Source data
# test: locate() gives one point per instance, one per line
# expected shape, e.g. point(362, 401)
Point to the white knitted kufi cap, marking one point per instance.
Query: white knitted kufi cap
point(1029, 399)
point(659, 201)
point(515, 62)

--

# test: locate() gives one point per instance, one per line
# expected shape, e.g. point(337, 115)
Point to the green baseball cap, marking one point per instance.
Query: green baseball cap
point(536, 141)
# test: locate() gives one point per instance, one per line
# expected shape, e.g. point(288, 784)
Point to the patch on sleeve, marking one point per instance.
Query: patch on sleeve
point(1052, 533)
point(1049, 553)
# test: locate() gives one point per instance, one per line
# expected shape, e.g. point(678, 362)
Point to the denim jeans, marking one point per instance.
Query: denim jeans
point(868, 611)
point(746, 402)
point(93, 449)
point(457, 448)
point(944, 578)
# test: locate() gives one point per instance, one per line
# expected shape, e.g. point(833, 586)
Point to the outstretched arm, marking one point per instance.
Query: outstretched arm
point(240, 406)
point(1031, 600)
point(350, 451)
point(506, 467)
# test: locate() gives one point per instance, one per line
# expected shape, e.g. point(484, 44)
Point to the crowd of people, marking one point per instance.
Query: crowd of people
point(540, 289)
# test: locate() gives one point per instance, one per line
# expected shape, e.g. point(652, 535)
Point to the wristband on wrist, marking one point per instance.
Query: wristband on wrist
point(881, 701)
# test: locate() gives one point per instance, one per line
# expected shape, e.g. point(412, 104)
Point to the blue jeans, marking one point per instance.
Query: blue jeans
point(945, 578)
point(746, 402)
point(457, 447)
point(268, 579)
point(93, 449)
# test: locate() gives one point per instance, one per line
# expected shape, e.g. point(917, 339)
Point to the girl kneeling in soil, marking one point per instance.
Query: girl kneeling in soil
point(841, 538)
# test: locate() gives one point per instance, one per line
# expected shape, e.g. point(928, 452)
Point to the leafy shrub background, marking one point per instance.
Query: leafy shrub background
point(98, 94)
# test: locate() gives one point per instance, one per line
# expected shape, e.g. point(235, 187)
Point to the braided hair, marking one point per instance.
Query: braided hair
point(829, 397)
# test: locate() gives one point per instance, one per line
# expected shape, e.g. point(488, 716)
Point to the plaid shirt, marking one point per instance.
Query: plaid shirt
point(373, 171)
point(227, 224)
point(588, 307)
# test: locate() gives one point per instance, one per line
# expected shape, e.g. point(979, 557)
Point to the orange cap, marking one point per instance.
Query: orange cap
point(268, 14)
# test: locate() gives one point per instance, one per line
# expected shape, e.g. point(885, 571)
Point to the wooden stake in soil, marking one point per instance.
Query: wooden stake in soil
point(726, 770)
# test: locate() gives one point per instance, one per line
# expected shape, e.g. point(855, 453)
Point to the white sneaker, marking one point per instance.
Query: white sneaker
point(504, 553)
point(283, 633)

INSTRUCTION:
Tally the lines above that contain the string "hair", and reply with the number alone.

SOLUTION:
2